▶ **What this task involves**:
The listing below holds a line with "target: church spire" and a later line with "Trace the outline of each instance of the patio". Write out those two lines and every line between them, exactly, and nothing else.

▶ **Material supplied**:

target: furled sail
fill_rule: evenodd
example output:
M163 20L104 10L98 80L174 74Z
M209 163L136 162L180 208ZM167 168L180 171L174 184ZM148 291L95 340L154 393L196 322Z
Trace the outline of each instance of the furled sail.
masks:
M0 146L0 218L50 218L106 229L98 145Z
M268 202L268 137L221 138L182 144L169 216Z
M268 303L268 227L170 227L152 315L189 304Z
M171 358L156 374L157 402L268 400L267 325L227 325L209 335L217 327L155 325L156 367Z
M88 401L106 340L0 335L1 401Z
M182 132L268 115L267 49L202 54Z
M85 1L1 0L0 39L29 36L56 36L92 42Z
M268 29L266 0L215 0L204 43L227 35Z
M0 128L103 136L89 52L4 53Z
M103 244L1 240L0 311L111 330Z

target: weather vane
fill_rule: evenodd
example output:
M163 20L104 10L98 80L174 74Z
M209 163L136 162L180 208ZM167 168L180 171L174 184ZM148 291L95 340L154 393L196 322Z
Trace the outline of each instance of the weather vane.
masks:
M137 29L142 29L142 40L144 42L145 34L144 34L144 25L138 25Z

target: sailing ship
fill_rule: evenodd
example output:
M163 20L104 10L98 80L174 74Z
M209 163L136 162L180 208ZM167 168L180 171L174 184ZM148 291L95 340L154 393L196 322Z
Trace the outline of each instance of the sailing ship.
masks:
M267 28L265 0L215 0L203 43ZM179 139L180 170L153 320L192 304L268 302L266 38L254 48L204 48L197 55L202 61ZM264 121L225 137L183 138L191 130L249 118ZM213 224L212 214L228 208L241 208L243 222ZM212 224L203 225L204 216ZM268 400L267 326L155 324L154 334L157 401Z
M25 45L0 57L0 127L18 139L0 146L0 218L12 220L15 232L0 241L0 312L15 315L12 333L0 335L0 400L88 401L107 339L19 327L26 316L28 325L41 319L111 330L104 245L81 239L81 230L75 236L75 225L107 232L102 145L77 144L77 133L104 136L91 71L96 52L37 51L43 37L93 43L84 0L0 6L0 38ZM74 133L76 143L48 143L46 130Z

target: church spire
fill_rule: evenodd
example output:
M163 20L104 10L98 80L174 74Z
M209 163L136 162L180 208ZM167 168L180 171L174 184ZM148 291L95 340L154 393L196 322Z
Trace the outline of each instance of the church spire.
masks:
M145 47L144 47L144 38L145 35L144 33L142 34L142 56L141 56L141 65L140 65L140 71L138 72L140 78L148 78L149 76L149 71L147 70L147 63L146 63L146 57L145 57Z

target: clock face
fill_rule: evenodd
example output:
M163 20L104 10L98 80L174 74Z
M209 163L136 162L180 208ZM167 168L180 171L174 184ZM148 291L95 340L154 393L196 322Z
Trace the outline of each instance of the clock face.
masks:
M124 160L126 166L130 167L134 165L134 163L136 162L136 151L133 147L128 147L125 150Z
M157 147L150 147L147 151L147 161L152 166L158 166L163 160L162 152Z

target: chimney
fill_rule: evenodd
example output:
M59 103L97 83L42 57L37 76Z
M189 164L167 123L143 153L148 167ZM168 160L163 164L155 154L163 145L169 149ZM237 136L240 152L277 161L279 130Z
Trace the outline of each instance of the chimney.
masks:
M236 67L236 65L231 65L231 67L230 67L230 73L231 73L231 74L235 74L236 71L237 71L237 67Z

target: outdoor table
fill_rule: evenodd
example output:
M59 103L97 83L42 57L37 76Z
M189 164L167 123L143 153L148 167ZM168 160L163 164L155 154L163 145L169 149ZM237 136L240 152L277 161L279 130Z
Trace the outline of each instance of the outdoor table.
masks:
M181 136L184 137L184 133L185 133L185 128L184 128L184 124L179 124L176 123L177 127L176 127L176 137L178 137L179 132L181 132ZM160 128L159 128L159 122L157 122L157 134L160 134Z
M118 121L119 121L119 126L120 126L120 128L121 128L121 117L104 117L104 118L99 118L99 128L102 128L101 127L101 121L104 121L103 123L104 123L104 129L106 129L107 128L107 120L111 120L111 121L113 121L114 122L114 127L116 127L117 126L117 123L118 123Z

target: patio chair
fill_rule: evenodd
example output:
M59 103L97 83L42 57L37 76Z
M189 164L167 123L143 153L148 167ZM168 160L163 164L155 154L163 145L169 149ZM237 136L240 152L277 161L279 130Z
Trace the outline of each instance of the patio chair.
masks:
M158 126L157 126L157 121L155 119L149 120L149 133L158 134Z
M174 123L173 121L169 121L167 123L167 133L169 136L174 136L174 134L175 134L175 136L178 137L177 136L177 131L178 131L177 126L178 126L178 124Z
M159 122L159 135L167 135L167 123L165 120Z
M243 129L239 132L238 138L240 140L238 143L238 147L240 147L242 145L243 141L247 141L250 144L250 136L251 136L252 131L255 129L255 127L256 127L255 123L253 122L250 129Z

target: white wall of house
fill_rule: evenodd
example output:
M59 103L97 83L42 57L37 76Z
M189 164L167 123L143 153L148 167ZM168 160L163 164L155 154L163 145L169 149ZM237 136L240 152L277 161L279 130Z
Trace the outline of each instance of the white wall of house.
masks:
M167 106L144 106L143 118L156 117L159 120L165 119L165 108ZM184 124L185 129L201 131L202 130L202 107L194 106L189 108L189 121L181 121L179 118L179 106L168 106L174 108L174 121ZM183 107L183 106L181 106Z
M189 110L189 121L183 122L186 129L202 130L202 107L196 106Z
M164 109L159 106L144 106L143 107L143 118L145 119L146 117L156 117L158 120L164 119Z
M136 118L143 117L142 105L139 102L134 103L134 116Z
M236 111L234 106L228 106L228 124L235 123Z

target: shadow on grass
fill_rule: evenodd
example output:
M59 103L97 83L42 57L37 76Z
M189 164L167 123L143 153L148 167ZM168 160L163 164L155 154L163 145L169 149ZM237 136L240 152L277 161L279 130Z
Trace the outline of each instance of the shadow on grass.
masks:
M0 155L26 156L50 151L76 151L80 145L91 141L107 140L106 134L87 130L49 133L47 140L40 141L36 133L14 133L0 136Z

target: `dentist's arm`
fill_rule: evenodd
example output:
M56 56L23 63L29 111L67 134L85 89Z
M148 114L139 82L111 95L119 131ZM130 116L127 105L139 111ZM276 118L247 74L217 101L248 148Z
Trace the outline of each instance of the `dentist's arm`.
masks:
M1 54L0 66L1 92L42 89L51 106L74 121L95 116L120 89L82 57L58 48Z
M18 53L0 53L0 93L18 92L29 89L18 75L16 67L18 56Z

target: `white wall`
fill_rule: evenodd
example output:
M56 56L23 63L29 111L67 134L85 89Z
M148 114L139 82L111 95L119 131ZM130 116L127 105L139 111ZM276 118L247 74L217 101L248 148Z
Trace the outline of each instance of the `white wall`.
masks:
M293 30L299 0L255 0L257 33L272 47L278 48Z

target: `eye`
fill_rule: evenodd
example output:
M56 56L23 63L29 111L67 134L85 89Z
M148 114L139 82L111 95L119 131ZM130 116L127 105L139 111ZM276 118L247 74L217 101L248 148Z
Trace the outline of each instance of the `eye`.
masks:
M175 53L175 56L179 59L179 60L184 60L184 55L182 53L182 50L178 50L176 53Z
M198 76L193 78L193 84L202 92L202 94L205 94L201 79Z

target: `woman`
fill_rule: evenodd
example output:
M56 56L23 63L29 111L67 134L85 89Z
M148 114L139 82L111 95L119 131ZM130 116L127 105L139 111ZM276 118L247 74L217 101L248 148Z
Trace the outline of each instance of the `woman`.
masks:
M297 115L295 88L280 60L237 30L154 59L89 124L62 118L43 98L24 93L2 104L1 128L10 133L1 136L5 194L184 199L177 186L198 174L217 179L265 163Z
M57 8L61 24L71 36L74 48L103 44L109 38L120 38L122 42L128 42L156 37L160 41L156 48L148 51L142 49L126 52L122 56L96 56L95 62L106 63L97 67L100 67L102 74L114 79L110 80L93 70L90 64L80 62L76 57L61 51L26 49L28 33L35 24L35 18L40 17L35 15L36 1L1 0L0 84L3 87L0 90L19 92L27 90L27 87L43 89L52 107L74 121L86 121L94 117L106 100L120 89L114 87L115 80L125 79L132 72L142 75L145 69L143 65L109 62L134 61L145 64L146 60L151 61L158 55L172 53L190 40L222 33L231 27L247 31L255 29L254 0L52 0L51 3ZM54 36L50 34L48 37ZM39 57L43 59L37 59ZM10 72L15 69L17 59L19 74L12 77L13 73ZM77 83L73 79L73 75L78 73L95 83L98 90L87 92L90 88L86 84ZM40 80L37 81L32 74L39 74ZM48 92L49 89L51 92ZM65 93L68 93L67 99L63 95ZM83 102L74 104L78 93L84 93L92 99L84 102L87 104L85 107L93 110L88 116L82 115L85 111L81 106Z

▶ **Output for this exercise**:
target: church spire
fill_rule: evenodd
example output:
M163 20L104 10L98 80L174 74Z
M209 163L136 162L180 208ZM167 168L180 171L174 184ZM148 291L95 340L154 393L196 322Z
Trace the outline of each instance of the church spire.
masks:
M145 47L144 47L144 38L145 35L144 33L142 34L142 56L141 56L141 65L140 65L140 71L138 72L140 78L148 78L149 76L149 71L147 70L147 63L146 63L146 57L145 57Z

target: clock face
fill_rule: evenodd
example output:
M163 20L104 10L98 80L174 74Z
M209 163L136 162L180 208ZM167 168L180 171L174 184ZM148 291L95 340L154 393L196 322Z
Trace the outline of each instance of the clock face.
masks:
M124 160L126 166L130 167L134 165L134 163L136 162L136 151L133 147L128 147L125 150Z
M157 147L150 147L147 151L147 161L152 166L158 166L163 160L162 152Z

target: chimney
fill_rule: evenodd
example output:
M59 103L97 83L42 57L37 76Z
M189 164L167 123L143 153L148 167ZM168 160L163 164L155 154L163 145L169 149ZM237 136L240 152L277 161L279 130Z
Trace the outline of each instance of the chimney.
masks:
M236 67L236 65L231 65L231 67L230 67L230 73L231 73L231 74L235 74L236 71L237 71L237 67Z

target: outdoor table
fill_rule: evenodd
example output:
M59 103L97 83L42 57L37 76Z
M189 164L167 123L143 153L148 167ZM168 160L163 164L155 154L163 145L169 149ZM237 136L240 152L277 161L279 130Z
Trace the outline of each instance of the outdoor table.
masks:
M181 136L184 137L184 133L185 133L185 128L184 128L184 124L179 124L176 123L177 127L176 127L176 137L178 137L179 132L181 132ZM160 128L159 128L159 122L157 122L157 134L160 134Z
M118 121L119 121L119 126L120 126L120 128L121 128L121 117L104 117L104 118L99 118L99 128L102 128L101 127L101 121L104 121L103 123L104 123L104 129L106 129L107 128L107 120L111 120L111 121L113 121L114 122L114 127L116 127L117 126L117 123L118 123Z

target: patio chair
fill_rule: evenodd
example output:
M59 103L97 83L42 57L37 76Z
M189 164L167 123L143 153L148 167ZM168 160L163 164L155 154L163 145L169 149ZM237 136L240 152L277 161L279 130Z
Trace the outline of each instance of the patio chair.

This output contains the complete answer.